** start Records provided **

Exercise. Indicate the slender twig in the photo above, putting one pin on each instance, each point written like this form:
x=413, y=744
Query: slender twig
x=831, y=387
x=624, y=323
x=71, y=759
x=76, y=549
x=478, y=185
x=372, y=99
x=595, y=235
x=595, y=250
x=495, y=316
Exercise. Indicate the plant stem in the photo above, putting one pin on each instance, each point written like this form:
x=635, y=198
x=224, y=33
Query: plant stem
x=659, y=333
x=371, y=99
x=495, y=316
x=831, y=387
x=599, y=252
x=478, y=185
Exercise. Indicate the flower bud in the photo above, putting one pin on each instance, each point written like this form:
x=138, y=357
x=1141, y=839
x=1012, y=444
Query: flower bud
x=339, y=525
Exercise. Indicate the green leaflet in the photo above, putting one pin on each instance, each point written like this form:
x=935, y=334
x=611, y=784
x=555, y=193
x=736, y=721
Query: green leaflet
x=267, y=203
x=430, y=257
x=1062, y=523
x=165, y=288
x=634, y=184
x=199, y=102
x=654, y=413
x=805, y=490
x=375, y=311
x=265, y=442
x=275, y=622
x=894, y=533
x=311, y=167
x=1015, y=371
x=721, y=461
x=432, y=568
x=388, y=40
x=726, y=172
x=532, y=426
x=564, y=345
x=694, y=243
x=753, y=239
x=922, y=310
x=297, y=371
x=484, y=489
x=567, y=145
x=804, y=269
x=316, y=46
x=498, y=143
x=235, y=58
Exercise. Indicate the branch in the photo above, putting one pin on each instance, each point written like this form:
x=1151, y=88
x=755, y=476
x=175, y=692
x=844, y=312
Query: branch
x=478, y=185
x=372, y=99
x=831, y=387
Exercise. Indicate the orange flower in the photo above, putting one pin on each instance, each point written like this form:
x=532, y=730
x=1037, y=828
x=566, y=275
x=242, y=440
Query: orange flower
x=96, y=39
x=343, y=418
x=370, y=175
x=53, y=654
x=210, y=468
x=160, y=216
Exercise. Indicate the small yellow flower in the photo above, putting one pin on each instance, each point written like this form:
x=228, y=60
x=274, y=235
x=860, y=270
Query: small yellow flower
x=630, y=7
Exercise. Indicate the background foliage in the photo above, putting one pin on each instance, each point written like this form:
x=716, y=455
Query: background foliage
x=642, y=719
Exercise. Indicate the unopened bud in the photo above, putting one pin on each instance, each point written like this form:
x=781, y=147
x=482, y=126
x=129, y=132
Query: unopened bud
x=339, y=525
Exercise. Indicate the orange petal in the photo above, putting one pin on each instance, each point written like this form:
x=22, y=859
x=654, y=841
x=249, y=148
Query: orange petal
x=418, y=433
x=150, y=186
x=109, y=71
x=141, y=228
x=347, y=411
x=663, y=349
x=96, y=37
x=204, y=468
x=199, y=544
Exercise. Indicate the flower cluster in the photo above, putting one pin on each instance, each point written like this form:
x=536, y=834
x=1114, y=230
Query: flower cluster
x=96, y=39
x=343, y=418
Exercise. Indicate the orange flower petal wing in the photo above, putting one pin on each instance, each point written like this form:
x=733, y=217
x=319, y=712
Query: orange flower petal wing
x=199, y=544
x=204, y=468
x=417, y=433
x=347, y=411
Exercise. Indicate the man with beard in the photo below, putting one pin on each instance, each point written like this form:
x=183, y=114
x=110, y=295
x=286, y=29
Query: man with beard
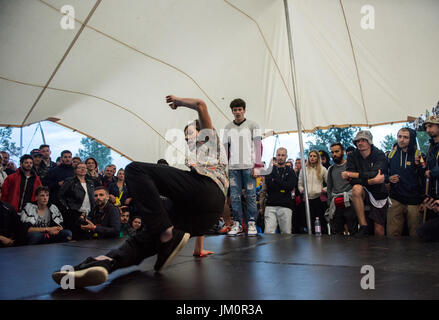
x=19, y=187
x=406, y=177
x=340, y=211
x=280, y=182
x=56, y=176
x=429, y=231
x=104, y=220
x=5, y=162
x=364, y=171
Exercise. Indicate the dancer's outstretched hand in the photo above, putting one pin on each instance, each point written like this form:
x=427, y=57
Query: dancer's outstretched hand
x=171, y=100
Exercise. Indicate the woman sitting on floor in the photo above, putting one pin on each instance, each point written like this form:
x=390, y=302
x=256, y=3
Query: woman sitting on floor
x=43, y=222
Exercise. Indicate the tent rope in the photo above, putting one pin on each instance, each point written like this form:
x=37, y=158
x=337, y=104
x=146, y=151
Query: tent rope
x=355, y=61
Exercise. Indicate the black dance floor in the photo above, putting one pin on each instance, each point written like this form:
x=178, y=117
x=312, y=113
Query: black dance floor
x=267, y=267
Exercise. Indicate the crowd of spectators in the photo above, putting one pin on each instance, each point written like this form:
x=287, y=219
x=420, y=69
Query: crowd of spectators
x=45, y=201
x=357, y=191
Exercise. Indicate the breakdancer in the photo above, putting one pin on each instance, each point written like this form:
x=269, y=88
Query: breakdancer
x=198, y=196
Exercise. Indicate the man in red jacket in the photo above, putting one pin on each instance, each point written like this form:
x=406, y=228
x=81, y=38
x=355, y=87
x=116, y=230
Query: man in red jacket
x=19, y=187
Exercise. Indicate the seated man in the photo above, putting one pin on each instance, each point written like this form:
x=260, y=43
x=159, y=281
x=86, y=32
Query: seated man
x=124, y=222
x=104, y=220
x=42, y=221
x=11, y=230
x=364, y=171
x=280, y=183
x=19, y=187
x=340, y=211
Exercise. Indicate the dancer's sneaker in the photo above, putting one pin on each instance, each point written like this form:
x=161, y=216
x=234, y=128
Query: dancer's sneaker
x=90, y=272
x=168, y=250
x=236, y=229
x=252, y=231
x=224, y=229
x=362, y=232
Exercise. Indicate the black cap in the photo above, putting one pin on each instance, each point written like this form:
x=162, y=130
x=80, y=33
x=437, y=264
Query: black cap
x=36, y=152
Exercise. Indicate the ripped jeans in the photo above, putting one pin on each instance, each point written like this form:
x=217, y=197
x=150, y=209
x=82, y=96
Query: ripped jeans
x=242, y=179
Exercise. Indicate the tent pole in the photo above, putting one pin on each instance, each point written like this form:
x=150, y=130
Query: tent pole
x=299, y=127
x=42, y=133
x=21, y=141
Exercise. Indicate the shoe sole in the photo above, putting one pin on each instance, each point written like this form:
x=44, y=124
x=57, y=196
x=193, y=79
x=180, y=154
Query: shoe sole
x=236, y=234
x=177, y=249
x=83, y=278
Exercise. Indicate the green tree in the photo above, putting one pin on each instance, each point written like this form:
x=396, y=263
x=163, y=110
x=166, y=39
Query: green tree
x=95, y=150
x=6, y=144
x=388, y=142
x=324, y=138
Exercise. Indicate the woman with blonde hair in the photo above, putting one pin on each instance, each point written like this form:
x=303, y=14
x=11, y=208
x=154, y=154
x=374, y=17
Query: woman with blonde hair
x=316, y=175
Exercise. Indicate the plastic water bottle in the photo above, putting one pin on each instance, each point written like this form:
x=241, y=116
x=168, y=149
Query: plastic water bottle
x=318, y=227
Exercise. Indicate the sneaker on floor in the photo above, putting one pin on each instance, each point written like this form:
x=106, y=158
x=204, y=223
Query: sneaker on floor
x=361, y=233
x=224, y=229
x=90, y=272
x=236, y=229
x=168, y=250
x=252, y=231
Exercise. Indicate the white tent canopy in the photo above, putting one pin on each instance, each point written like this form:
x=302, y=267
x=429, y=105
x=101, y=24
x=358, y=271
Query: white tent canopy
x=108, y=77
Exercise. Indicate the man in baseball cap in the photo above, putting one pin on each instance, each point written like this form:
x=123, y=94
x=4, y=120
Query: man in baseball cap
x=364, y=171
x=38, y=169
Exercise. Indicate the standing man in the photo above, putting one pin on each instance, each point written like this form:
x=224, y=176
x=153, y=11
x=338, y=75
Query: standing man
x=340, y=211
x=39, y=168
x=5, y=162
x=406, y=176
x=429, y=231
x=47, y=162
x=19, y=187
x=242, y=139
x=57, y=175
x=432, y=173
x=280, y=182
x=108, y=177
x=364, y=171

** end Records provided **

» **Aim**: Copy every row above word for word, and leave all the pictures out of your copy.

» **Exercise response**:
Exercise. Indicate the slender twig in the photo above, putting one pin on each instance, each point written like this form:
x=413, y=744
Query: slender twig
x=831, y=387
x=624, y=323
x=71, y=759
x=76, y=549
x=478, y=185
x=372, y=99
x=595, y=235
x=595, y=250
x=495, y=316
Exercise. Indicate the plant stem in the photo above, putting one pin on each instance, each point written like this form:
x=635, y=198
x=224, y=33
Query: plant stem
x=659, y=333
x=371, y=99
x=495, y=316
x=831, y=387
x=599, y=252
x=478, y=185
Exercise. Indicate the flower bud in the photo above, putting one pin on each instance, each point written like this form:
x=138, y=357
x=1141, y=839
x=1012, y=444
Query: flower bud
x=339, y=525
Exercise. Indicate the green leaflet in the photo above, putting one pin on each instance, each point written like this form:
x=935, y=334
x=611, y=784
x=555, y=193
x=736, y=721
Query: green leaflet
x=267, y=203
x=430, y=257
x=1062, y=523
x=165, y=288
x=634, y=184
x=199, y=102
x=654, y=413
x=805, y=490
x=375, y=311
x=265, y=442
x=275, y=622
x=894, y=533
x=311, y=167
x=1015, y=371
x=721, y=461
x=432, y=568
x=388, y=40
x=726, y=172
x=532, y=426
x=564, y=345
x=694, y=243
x=753, y=239
x=922, y=310
x=297, y=371
x=484, y=489
x=567, y=145
x=804, y=269
x=316, y=46
x=498, y=143
x=235, y=58
Exercise. Indicate the branch in the photo above, putting one pin on each instance, each point written like this form:
x=1151, y=88
x=755, y=476
x=175, y=692
x=844, y=312
Query: branch
x=478, y=185
x=372, y=99
x=831, y=387
Exercise. Indicate the orange flower in the photo above, putting one pin on each instance, each point written like this form:
x=532, y=730
x=1037, y=828
x=566, y=275
x=242, y=440
Query: orange flower
x=96, y=39
x=343, y=418
x=370, y=175
x=53, y=654
x=210, y=468
x=160, y=216
Exercise. Indicate the small yellow flower in the photo above, putting one pin on each instance, each point written like this form:
x=228, y=60
x=274, y=235
x=860, y=270
Query: small yellow flower
x=630, y=7
Exercise. Indicate the background foliage in the photo above, putting one pin on each instance, each point written like this form:
x=716, y=455
Query: background foliage
x=642, y=719
Exercise. Indicate the unopened bud in the photo above, putting one pin on each instance, each point written like this form:
x=781, y=147
x=482, y=126
x=129, y=132
Query: unopened bud
x=339, y=525
Exercise. Indicate the orange petal in the photo above, putting one pin on each instance, each point written like this form:
x=22, y=859
x=654, y=841
x=249, y=148
Query: orange petal
x=418, y=433
x=150, y=186
x=109, y=71
x=141, y=228
x=347, y=411
x=663, y=349
x=96, y=37
x=204, y=468
x=199, y=544
Exercise. Indicate the flower cluster in the photo above, putting one pin on each instance, each point written like this form:
x=536, y=834
x=1114, y=230
Query: flower cluster
x=96, y=39
x=343, y=418
Exercise. Indicate the orange flower petal wing in the photo above, putting one pin on each instance, each point written like this form:
x=733, y=217
x=319, y=712
Query: orange flower petal wing
x=199, y=544
x=204, y=468
x=417, y=433
x=347, y=411
Exercise. Indicate the man with beard in the photo below, putting one pin on each instance, each point written like this form:
x=183, y=114
x=110, y=295
x=286, y=29
Query: man with beard
x=19, y=187
x=406, y=177
x=340, y=211
x=280, y=182
x=56, y=176
x=429, y=231
x=104, y=220
x=5, y=162
x=364, y=171
Exercise. Indicate the dancer's outstretched hand in the photo above, putting one pin on each instance, each point written like this form:
x=427, y=57
Query: dancer's outstretched hand
x=171, y=100
Exercise. Indicate the woman sitting on floor in the photo above, putting one pin on each instance, each point written like this form:
x=390, y=302
x=256, y=3
Query: woman sitting on floor
x=43, y=222
Exercise. Indicate the tent rope in the photo above, putting one pin on each instance, each point written like this form:
x=37, y=158
x=337, y=104
x=146, y=151
Query: tent rope
x=355, y=61
Exercise. Indicate the black dance floor in the photo above, putting one pin on each instance, each point written like this form:
x=178, y=117
x=312, y=113
Query: black dance floor
x=267, y=267
Exercise. Indicate the crowd of spectators in the photo above, putting one pin on each instance, each point written like this form:
x=287, y=219
x=420, y=69
Query: crowd of spectators
x=45, y=201
x=357, y=191
Exercise. Indicate the breakdancer in the photo above, putting one pin on each instance, each point written like this form:
x=269, y=88
Query: breakdancer
x=198, y=196
Exercise. Indicate the man in red jacket in the photo above, putting one pin on each instance, each point written like this form:
x=406, y=228
x=81, y=38
x=355, y=87
x=116, y=230
Query: man in red jacket
x=19, y=187
Exercise. Indicate the seated man in the photo above, putting one pin on each instance, each point written like this form:
x=260, y=43
x=159, y=281
x=86, y=32
Query: seated man
x=124, y=222
x=104, y=220
x=42, y=221
x=11, y=230
x=364, y=171
x=280, y=183
x=19, y=187
x=340, y=211
Exercise. Indicate the dancer's sneaker in the photo above, putting one pin on each instance, each point written like this form:
x=161, y=216
x=234, y=128
Query: dancer's sneaker
x=90, y=272
x=168, y=250
x=236, y=229
x=252, y=231
x=224, y=229
x=362, y=232
Exercise. Indicate the black cap in the photo above, putting one pin on each instance, each point written like this form:
x=162, y=130
x=80, y=33
x=437, y=264
Query: black cap
x=36, y=152
Exercise. Indicate the ripped jeans in the photo above, putting one pin on each instance, each point written like this form:
x=217, y=197
x=150, y=209
x=82, y=96
Query: ripped jeans
x=242, y=179
Exercise. Indicate the tent pole in the photo above, putting one pin on each instance, each point written like this form:
x=150, y=130
Query: tent pole
x=299, y=127
x=42, y=133
x=21, y=141
Exercise. Indicate the shoe sole in the photo above, putting one pin on each instance, each point written like this form:
x=44, y=124
x=57, y=196
x=193, y=79
x=180, y=154
Query: shoe sole
x=236, y=234
x=177, y=249
x=83, y=278
Exercise. Indicate the green tree in the photo above, putting one pin on each instance, each point written like this form:
x=396, y=263
x=163, y=110
x=166, y=39
Query: green tree
x=95, y=150
x=6, y=144
x=388, y=142
x=324, y=138
Exercise. Indicate the woman with blonde hair in the photo above, putting one pin on each instance, each point written like this form:
x=303, y=14
x=11, y=208
x=154, y=154
x=374, y=17
Query: woman with blonde hair
x=316, y=175
Exercise. Indicate the plastic water bottle in the photo above, putting one pin on each instance, each point written like this form:
x=241, y=116
x=168, y=149
Query: plastic water bottle
x=318, y=227
Exercise. Indicate the sneaker on floor in the photo above, putting one pin on each instance, each point written like this form:
x=106, y=158
x=204, y=223
Query: sneaker on floor
x=361, y=233
x=224, y=229
x=90, y=272
x=236, y=229
x=168, y=250
x=252, y=231
Exercise. Indicate the white tent canopy in the photo above, putting one pin on each instance, each point written like this form:
x=302, y=267
x=429, y=105
x=101, y=24
x=358, y=271
Query: white tent canopy
x=108, y=77
Exercise. Indicate the man in baseball cap in the photo above, putting one pin on each instance, each point written like this form:
x=123, y=94
x=4, y=120
Query: man in baseball cap
x=364, y=171
x=38, y=169
Exercise. Indicate the standing man in the photo above, putting one pin on each instance, each point written like this form:
x=224, y=176
x=153, y=11
x=338, y=75
Query: standing man
x=340, y=211
x=39, y=168
x=5, y=162
x=406, y=176
x=429, y=231
x=47, y=162
x=19, y=187
x=242, y=139
x=57, y=175
x=432, y=173
x=280, y=182
x=108, y=177
x=364, y=171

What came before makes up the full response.